Short task:
Could you repeat the items below, swapping "a single pin" for "one point" everywhere it occurs and leaving everything else untouched?
►
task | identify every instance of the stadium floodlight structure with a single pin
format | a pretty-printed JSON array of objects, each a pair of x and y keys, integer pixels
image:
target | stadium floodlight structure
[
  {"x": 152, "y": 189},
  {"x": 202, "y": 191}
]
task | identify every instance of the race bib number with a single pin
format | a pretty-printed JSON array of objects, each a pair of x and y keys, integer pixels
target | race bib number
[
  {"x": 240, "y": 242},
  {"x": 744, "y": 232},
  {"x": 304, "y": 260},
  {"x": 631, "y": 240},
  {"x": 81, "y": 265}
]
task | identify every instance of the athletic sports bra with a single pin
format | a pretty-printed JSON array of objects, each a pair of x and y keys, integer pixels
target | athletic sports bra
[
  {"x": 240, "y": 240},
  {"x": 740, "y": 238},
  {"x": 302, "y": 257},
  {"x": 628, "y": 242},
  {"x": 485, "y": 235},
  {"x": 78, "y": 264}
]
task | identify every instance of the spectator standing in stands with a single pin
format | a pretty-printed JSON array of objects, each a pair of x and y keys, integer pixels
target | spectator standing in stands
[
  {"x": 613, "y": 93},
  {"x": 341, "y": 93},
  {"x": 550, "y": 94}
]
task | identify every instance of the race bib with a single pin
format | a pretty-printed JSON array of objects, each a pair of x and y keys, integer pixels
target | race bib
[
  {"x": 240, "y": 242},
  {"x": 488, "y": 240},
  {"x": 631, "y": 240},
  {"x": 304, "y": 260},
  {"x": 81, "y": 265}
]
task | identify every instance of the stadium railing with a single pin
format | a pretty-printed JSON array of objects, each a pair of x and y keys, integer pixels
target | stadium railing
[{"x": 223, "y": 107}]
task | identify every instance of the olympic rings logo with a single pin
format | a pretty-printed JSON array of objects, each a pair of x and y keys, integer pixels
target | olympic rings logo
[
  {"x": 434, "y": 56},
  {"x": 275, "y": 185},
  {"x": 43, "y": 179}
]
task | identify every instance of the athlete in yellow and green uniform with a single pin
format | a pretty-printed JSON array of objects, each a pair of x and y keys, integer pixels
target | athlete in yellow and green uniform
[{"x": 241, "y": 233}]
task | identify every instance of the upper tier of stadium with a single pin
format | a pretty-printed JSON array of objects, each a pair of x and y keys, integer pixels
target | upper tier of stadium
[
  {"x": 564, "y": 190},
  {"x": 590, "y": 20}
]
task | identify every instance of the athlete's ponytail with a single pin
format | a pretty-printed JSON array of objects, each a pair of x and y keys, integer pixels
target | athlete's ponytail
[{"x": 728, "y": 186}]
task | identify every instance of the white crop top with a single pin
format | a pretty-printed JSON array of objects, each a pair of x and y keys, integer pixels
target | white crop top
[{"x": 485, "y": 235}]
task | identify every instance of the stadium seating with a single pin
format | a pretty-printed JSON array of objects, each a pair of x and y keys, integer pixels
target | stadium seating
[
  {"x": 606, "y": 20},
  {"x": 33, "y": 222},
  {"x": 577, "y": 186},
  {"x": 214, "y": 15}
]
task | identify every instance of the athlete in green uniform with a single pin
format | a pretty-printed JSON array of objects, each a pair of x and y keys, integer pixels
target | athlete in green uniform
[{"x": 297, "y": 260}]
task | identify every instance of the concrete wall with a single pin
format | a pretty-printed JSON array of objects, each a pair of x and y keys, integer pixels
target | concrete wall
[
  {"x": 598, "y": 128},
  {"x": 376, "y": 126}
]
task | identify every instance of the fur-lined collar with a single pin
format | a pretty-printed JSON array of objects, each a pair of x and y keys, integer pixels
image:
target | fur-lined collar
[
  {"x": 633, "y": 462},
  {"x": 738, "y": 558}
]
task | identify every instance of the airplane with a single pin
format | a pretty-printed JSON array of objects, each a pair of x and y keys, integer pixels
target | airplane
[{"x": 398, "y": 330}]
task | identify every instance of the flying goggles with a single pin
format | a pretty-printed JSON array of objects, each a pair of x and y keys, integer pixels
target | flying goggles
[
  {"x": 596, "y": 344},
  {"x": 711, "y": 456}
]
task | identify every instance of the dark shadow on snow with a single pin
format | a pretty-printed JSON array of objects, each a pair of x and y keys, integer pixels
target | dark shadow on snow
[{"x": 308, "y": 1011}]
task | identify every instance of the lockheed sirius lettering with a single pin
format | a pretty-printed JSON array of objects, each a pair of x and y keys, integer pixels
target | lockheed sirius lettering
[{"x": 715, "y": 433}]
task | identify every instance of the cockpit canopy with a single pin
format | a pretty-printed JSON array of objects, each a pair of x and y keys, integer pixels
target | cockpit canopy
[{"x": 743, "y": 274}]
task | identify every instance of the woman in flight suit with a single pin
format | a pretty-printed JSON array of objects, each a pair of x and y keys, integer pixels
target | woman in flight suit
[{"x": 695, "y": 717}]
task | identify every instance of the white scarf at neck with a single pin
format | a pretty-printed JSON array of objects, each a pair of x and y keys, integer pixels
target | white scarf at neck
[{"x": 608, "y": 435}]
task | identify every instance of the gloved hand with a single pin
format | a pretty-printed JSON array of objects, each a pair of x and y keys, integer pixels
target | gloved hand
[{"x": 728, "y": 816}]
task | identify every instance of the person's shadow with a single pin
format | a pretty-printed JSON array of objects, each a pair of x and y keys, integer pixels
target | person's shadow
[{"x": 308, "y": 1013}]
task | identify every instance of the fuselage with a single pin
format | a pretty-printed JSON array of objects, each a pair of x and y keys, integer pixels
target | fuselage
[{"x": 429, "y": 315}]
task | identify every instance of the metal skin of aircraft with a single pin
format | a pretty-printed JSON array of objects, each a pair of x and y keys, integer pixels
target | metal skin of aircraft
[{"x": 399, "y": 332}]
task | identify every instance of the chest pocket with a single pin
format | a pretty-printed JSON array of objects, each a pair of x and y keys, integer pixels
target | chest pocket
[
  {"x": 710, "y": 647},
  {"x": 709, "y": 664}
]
◄
Solution to this exercise:
task | identify every instance of the stadium floodlight structure with one point
format | a pretty-printed JSON array of objects, each a pair of x and y keys, integer pixels
image:
target | stadium floodlight structure
[
  {"x": 152, "y": 189},
  {"x": 202, "y": 191}
]
task | identify every instance of the race bib number with one point
format | a pretty-printed JSON array of objects, each a pair of x and y keys, integer pixels
target | race bib number
[
  {"x": 240, "y": 242},
  {"x": 744, "y": 232},
  {"x": 304, "y": 260},
  {"x": 631, "y": 240},
  {"x": 81, "y": 265}
]
task | identify every instance of the athletic sports bra with one point
format | a pretty-printed JSON array of objects, each a pair of x and y keys, integer pixels
target | athletic sports bra
[
  {"x": 240, "y": 240},
  {"x": 740, "y": 238},
  {"x": 302, "y": 257},
  {"x": 628, "y": 242},
  {"x": 485, "y": 235},
  {"x": 78, "y": 264}
]
task | identify every instance of the spectator standing in stands with one point
format | a pretty-printed JSON array of objects, each a pair of x and y keys, integer pixels
target | spectator standing in stands
[
  {"x": 613, "y": 93},
  {"x": 341, "y": 93},
  {"x": 550, "y": 94}
]
task | identify every instance of the race bib with one point
format | a pretty-printed JSON array of objects, each a pair of x and y keys, integer pixels
target | race bib
[
  {"x": 240, "y": 242},
  {"x": 488, "y": 240},
  {"x": 631, "y": 240},
  {"x": 304, "y": 260},
  {"x": 81, "y": 265}
]
task | identify every instance of the stadium railing with one point
format | a pretty-printed JSON array of objects, each a pair of x and y keys, integer pixels
target | stadium railing
[{"x": 223, "y": 107}]
task | identify every instance of the olympic rings logo with one point
format | a pretty-printed JSON array of objects, each a pair of x and y keys, integer pixels
target | olympic rings logo
[
  {"x": 434, "y": 56},
  {"x": 275, "y": 185},
  {"x": 43, "y": 179}
]
task | identify every instance of the athlete in yellow and green uniform with one point
format | a pretty-printed JSON array of objects, each a pair of x and y keys, integer pixels
target | athlete in yellow and green uniform
[{"x": 241, "y": 233}]
task | identify every instance of the upper tier of stadium with one point
format | a pretty-printed JSON array of objects, each a pair of x and y keys, integer pixels
target | upper tier of stadium
[
  {"x": 564, "y": 190},
  {"x": 590, "y": 20}
]
task | identify every instance of the athlete's ponytail with one point
format | a pretty-printed JSON array of objects, each a pair of x and y keys, integer pixels
target | athlete's ponytail
[{"x": 728, "y": 186}]
task | identify every instance of the white crop top with one point
format | a pretty-printed JSON array of objects, each a pair of x and y keys, integer pixels
target | white crop top
[{"x": 485, "y": 235}]
task | identify every instance of the stadium seating with one point
format | a pretty-printed JSON array of objects, each a pair of x and y keys, integer pixels
target | stadium seating
[
  {"x": 606, "y": 20},
  {"x": 33, "y": 222},
  {"x": 577, "y": 186},
  {"x": 214, "y": 15}
]
task | identify every instance of the athlete in green uniform with one point
format | a pretty-printed JSON array of objects, each a pair of x and y keys, integer pixels
target | athlete in green uniform
[{"x": 297, "y": 260}]
task | identify every instance of the concrete wall with one point
format | a pretty-printed JSON array of objects, each a pair of x and y keys, integer pixels
target | concrete wall
[
  {"x": 598, "y": 128},
  {"x": 376, "y": 126}
]
task | identify every instance of the fur-lined collar with one point
format | a pretty-printed JSON array of objects, each a pair of x and y keys, integer pixels
image:
target | fur-lined collar
[
  {"x": 633, "y": 462},
  {"x": 738, "y": 558}
]
task | identify every instance of the airplane with one point
format | a pretty-printed JSON array of objects, each a pair of x and y keys, integer pixels
target | airplane
[{"x": 398, "y": 330}]
task | identify every instance of the flying goggles with one point
format | a pretty-printed JSON array of objects, each a pair of x and y keys, integer pixels
target | flying goggles
[
  {"x": 596, "y": 344},
  {"x": 711, "y": 456}
]
task | identify every instance of the dark shadow on snow with one point
format | a pretty-printed JSON array of objects, each a pair of x and y keys, integer pixels
target | dark shadow on snow
[{"x": 308, "y": 1011}]
task | identify every instance of the lockheed sirius lettering with one point
format | a pretty-printed JSON array of objects, each a pair of x and y keys, integer pixels
target | lockheed sirius lettering
[{"x": 715, "y": 433}]
task | identify every instance of the cockpit canopy with one point
format | a pretty-printed JSON array of objects, each a pair of x and y keys, integer pixels
target | cockpit canopy
[{"x": 743, "y": 274}]
task | identify every instance of the woman in flight suit with one point
format | a pretty-printed JSON array of objects, each a pair of x and y keys, integer pixels
target | woman in flight suit
[{"x": 695, "y": 717}]
task | identify every instance of the white scarf at neck with one point
format | a pretty-printed JSON array of objects, each a pair of x and y keys, integer pixels
target | white scarf at neck
[{"x": 608, "y": 435}]
task | identify every instance of the gloved hand with one point
format | a pretty-printed JSON array of objects, each a pair of x and y keys, integer pixels
target | gloved hand
[{"x": 728, "y": 816}]
task | identify every instance of the person's shadow with one point
format | a pretty-printed JSON array of objects, each a pair of x and y keys, integer pixels
target | person's shadow
[{"x": 308, "y": 1013}]
task | identify every instance of the fuselage with one point
format | a pretty-printed JSON array of objects, each a pair of x and y keys, integer pixels
target | fuselage
[{"x": 429, "y": 315}]
task | identify every instance of the metal skin of aircraft with one point
format | a pretty-printed JSON array of objects, each a pair of x and y keys, integer pixels
target | metal skin of aircraft
[{"x": 399, "y": 332}]
task | identify every instance of the chest pocket with one point
format | a pretty-printed JSON array of objects, each a pair of x and y keys, integer pixels
target | chest pocket
[
  {"x": 710, "y": 647},
  {"x": 709, "y": 664}
]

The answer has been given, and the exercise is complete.